TASK STATEMENT: Copy out the rows below word for word, everything from the line that contains "formatted as [552,185]." down to the very last row.

§

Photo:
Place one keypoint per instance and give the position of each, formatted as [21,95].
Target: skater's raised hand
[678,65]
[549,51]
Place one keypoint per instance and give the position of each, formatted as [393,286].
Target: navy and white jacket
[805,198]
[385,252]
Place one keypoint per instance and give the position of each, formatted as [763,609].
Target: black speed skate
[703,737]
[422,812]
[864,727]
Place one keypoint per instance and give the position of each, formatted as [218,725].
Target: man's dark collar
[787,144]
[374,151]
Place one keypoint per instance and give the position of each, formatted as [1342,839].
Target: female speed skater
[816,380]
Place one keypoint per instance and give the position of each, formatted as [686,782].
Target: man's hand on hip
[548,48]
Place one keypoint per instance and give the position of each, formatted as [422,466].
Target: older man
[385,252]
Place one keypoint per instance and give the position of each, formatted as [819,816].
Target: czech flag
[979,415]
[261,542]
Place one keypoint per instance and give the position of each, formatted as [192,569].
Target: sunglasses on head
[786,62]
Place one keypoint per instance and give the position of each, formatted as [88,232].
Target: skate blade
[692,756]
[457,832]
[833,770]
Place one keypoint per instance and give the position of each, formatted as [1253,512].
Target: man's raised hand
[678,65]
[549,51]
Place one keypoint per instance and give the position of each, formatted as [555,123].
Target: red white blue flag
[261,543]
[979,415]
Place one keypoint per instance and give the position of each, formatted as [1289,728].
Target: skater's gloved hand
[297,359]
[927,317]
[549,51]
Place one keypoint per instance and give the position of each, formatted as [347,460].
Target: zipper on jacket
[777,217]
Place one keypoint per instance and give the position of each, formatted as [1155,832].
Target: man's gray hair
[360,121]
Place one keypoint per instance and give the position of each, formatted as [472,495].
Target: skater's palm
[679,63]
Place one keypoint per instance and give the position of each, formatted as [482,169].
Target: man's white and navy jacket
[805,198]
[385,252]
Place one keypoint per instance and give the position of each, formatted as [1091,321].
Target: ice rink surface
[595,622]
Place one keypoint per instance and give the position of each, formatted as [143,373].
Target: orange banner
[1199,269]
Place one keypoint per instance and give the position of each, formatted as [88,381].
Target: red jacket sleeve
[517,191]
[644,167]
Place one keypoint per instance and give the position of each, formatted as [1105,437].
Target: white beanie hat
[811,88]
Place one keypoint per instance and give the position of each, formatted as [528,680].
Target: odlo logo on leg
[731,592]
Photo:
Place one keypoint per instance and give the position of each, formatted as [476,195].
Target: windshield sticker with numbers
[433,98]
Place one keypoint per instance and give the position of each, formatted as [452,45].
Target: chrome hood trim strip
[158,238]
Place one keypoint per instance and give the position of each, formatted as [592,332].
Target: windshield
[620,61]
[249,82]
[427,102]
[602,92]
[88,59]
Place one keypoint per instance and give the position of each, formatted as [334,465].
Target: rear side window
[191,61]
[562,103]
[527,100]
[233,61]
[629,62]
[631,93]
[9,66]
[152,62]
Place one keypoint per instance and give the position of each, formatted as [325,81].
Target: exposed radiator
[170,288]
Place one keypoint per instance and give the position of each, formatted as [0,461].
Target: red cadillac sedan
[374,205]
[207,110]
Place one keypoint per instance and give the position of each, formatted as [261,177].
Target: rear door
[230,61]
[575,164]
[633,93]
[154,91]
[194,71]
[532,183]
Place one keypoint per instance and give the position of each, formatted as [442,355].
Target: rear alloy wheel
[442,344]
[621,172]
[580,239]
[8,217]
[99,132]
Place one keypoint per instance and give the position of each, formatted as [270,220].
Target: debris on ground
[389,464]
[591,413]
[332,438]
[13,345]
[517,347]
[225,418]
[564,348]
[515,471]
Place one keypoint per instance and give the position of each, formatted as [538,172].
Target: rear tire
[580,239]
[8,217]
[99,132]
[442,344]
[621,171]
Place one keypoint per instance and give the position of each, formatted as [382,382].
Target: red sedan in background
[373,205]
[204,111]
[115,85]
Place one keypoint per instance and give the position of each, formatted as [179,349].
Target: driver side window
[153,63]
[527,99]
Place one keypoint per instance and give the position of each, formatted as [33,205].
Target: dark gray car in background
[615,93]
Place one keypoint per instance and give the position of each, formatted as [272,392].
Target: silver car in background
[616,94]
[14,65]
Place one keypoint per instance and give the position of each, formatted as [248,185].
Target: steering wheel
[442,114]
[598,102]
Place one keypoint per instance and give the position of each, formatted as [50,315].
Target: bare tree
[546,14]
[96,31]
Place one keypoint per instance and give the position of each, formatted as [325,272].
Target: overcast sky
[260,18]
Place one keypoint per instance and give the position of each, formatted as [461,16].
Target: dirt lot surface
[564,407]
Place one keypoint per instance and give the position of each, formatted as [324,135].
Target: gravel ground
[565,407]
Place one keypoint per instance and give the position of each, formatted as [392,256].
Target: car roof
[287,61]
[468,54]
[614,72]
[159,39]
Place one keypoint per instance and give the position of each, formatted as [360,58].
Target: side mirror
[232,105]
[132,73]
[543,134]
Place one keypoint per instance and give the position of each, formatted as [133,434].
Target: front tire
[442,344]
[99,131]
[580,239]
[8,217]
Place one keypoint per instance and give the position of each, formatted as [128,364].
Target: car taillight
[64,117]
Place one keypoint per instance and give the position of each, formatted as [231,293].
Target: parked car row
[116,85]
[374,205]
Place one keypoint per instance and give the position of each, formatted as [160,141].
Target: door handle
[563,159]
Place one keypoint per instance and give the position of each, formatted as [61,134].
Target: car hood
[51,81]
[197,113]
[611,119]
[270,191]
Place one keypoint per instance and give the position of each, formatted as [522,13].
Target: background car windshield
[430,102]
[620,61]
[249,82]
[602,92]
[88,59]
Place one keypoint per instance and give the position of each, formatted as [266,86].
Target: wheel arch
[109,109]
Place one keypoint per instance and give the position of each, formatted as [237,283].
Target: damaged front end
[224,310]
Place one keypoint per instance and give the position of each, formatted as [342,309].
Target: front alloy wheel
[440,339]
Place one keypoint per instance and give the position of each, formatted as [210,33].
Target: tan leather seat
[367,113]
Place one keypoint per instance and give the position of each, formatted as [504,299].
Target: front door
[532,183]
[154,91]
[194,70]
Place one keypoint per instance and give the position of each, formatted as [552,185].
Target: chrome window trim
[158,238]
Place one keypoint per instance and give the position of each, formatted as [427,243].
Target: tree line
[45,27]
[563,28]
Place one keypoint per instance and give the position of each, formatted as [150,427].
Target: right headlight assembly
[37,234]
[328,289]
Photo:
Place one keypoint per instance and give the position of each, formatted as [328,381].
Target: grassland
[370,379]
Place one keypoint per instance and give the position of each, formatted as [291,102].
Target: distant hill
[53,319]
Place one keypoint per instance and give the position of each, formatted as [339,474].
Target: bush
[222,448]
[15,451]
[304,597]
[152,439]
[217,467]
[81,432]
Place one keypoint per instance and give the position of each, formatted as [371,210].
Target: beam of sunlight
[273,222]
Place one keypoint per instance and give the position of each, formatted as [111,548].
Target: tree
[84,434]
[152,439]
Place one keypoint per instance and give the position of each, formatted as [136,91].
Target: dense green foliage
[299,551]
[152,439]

§

RESULT OF THE TASK:
Place one keypoint per instance and give the position of each, formatted as [552,185].
Target: chrome window trim
[158,238]
Place one keypoint per instance and give the position of each, formatted as [427,243].
Target: tree line
[45,27]
[563,28]
Place one keypoint per instance and give the position of each, formatted as [150,427].
Target: right headlight assembly
[37,234]
[328,289]
Photo:
Place one keypoint per instance and give the position of each, formatted as [328,381].
Target: grassland
[370,379]
Place one keypoint per instance and give the position of each, formatted as [291,102].
Target: distant hill
[53,319]
Place one keypoint per instance and give the position of each, formatted as [339,474].
Target: bush
[222,448]
[15,451]
[304,597]
[152,439]
[217,467]
[81,432]
Place one keypoint per instance and give the position of each, formatted as [371,210].
Target: beam of sunlight
[273,222]
Place one keypoint per instance and give the position of each, formatted as [111,548].
Target: tree
[84,434]
[152,439]
Place one keypoint per instance and give the position of each, formatted as [136,91].
Target: dense green foliage
[299,551]
[152,439]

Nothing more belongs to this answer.